Records shown:
________________

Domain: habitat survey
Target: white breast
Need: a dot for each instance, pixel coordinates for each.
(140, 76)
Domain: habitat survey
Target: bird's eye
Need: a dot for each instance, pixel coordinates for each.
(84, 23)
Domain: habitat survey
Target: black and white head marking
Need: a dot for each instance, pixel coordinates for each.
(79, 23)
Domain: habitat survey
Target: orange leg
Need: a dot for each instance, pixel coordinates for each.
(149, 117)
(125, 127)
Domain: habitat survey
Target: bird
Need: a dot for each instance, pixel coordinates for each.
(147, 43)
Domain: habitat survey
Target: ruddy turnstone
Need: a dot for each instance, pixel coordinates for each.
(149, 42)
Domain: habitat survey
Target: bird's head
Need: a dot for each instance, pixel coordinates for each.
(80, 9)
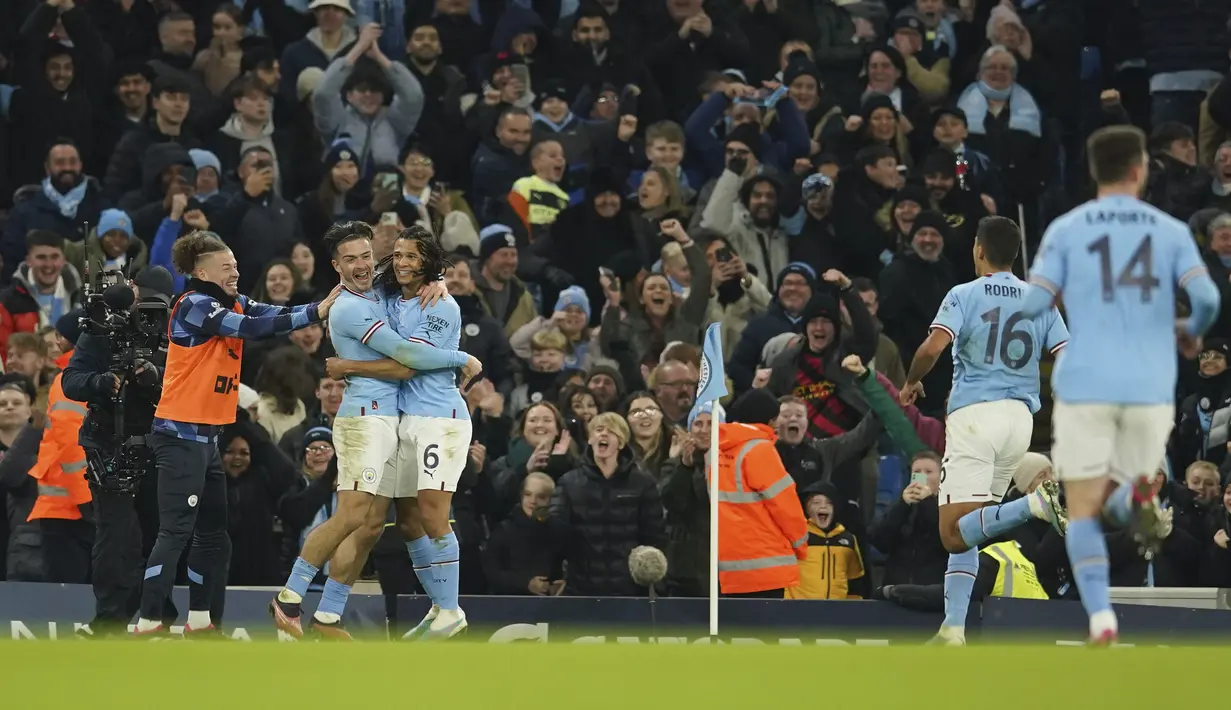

________________

Aim of the exercise: Find the count of lines in the data above where the word "Target" occurs, and write down only that count.

Response: 7